* **Written problem**
Reproduce the lines below, changing each "Detection task briefing" to "Object detection instructions" and keeping everything else unaltered.

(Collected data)
────────────────────────────────────────

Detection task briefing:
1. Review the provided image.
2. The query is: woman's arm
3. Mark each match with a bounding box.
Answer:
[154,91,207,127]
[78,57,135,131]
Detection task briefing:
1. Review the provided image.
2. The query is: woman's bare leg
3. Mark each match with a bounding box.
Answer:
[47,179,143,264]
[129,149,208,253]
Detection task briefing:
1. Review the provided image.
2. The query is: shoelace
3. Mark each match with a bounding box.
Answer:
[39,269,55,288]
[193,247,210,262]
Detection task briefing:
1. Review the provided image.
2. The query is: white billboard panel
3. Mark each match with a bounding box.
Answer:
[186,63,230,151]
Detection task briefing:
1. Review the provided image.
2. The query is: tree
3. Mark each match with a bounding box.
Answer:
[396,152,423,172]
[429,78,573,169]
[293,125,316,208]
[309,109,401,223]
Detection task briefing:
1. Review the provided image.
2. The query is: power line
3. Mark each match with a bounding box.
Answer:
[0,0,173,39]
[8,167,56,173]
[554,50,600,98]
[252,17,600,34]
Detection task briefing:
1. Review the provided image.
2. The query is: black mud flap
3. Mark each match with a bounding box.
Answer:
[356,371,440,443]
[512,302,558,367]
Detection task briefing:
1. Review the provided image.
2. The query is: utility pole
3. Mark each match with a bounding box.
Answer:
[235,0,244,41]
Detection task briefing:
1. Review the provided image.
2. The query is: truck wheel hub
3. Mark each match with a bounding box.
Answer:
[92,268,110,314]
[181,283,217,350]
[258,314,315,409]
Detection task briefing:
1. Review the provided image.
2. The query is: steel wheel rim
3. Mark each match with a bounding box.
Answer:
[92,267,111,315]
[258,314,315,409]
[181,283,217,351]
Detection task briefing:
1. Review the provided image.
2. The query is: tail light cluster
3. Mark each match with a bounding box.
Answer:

────────────────────────────────────────

* **Exercise solution**
Object detection instructions:
1. Review the provided image.
2. The query is: woman's arm
3. Mark each match with a bounding box.
Answer:
[154,91,207,127]
[78,57,135,131]
Object detection instructions:
1. Review the provided image.
2. The query is: woman's bare leg
3. Mark each match with a bounding box.
Answer:
[47,179,143,264]
[129,149,208,253]
Object detection instructions:
1. Review the provided image.
2. The query is: shoelace
3. Mark each match with a bounding box.
Answer:
[39,269,55,288]
[193,247,210,262]
Object detection instructions:
1. Review the provided image.
2. The query is: white billboard panel
3. Mark each match with a bounding box.
Answer:
[186,63,230,151]
Object detection instructions:
1. Review the provided image.
2. The query is: tree
3. Mark each match with a bounding box.
Answer:
[396,152,423,172]
[429,78,573,169]
[293,125,316,208]
[309,109,401,223]
Object detection instructions:
1. Review the provided image.
2. The query is: power line
3. Mark each match with a bounding box.
Answer:
[0,0,173,39]
[8,167,56,173]
[554,50,600,98]
[252,17,600,34]
Object detection instructions:
1. Review the provided image.
2. The query is: black mud flap
3. Mark each match with a bounding box.
Answer:
[356,371,440,443]
[512,302,558,367]
Object detection instructions:
1. Review the provided image.
2. The query is: utility pole
3. Mark each match with a bounding box.
Answer:
[235,0,244,41]
Object detection instructions:
1. Review the provided image.
2. The query is: truck wheel hub
3. Mark each match with a bounding box.
Answer:
[92,268,110,314]
[181,283,217,350]
[258,314,315,409]
Object detection instructions:
1. Review the provided image.
2. The query is: steel wheel rim
3. Mark each match with a bounding box.
Answer:
[92,267,111,315]
[258,314,315,409]
[181,283,217,351]
Object detection instructions:
1. Review the provided image.
2. The query is: tail light cluster
3. Mark each match with a bounding box.
Answer:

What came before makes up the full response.